** THE PROBLEM **
From the passage on nature and nurture below, reproduce the portion that opens with "So it can be" and continues through "nature and nurture.".

** EXTRACTED TEXT **
____________

What then is the contribution of environment to type? There are mountains of data supporting parental and environmental influences on children's level of function, health, and well-being. Our level of development is strongly related to maternal and paternal warmth, responsiveness and flexibility. Without contact and emotional nurturance, development in infants at all levels can be severely delayed and/or damaged. Children's self-esteem correlates strongly with parents' ability to sustain appropriate boundaries that enlarge as children grow. Just read Dr. Dan Siegel's Parenting from the Inside Out
(New York: Jeremy P. Tarcher/Putnam, 2003) to experience the importance of parenting in secure or healthy attachment and the value in the findings of attachment theory per se. Moreover, the interaction between the brain and environment profoundly affects the developing brain and the embedded patterns of flow and information that we call the mind. See Dr Dan Siegel's Developing Mind
(New York: Guilford Press, 1999).
So it can be said that both nature and nurture contribute to our type, but that nurture is more related to our level of development or health. Moreover, the infant's experience in the intrauterine environment greatly influences development. For example, the neurotransmitter (chemical) effects of the mother and her life likely have enormous effect on the development of the fetus. At the very least there is always an interactive effect going on between nature and nurture.

____________

[Image-grounded pointing data]
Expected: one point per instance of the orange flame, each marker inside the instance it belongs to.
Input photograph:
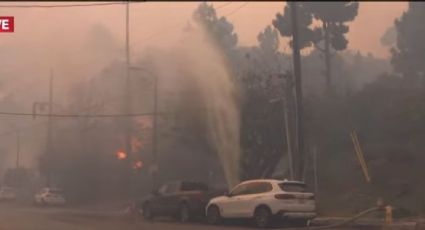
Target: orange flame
(136, 145)
(138, 164)
(121, 155)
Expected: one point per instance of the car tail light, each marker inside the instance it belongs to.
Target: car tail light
(284, 196)
(197, 196)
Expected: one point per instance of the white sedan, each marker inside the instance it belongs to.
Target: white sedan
(263, 200)
(7, 193)
(50, 196)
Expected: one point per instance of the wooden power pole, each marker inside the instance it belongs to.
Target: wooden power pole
(298, 91)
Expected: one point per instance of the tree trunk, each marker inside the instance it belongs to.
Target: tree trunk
(328, 72)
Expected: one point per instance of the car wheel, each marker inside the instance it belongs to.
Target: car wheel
(43, 202)
(213, 215)
(147, 212)
(184, 213)
(262, 217)
(301, 223)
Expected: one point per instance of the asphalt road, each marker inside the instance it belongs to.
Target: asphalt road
(27, 217)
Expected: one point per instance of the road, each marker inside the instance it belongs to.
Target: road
(27, 217)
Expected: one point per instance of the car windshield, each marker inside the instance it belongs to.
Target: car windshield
(55, 191)
(293, 187)
(193, 186)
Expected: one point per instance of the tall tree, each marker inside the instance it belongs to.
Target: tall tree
(332, 16)
(408, 57)
(219, 29)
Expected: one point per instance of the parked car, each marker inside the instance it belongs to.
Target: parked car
(50, 196)
(263, 201)
(7, 193)
(182, 199)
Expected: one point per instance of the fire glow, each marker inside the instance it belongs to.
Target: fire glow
(121, 155)
(138, 165)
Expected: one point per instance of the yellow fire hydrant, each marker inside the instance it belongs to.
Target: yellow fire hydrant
(388, 214)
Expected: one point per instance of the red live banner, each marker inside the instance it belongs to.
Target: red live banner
(7, 24)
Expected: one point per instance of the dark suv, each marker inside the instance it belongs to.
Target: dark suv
(184, 200)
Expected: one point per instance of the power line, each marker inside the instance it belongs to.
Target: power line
(77, 115)
(173, 26)
(237, 9)
(62, 6)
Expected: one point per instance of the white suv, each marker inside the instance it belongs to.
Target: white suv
(50, 196)
(263, 200)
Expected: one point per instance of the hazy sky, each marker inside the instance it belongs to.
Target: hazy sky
(165, 19)
(62, 39)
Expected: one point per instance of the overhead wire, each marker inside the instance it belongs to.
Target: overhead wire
(62, 5)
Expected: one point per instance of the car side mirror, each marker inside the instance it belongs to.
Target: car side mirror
(156, 192)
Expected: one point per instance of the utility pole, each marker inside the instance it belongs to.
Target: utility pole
(155, 134)
(18, 143)
(286, 102)
(316, 179)
(127, 103)
(49, 128)
(298, 90)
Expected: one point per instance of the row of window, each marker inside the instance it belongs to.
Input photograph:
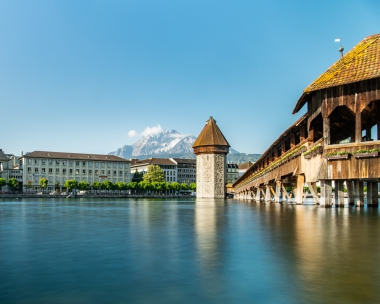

____________

** RESPONSE FOR THIS EXERCISE **
So it can be said that both nature and nurture contribute to our type, but that nurture is more related to our level of development or health. Moreover, the infant's experience in the intrauterine environment greatly influences development. For example, the neurotransmitter (chemical) effects of the mother and her life likely have enormous effect on the development of the fetus. At the very least there is always an interactive effect going on between nature and nurture.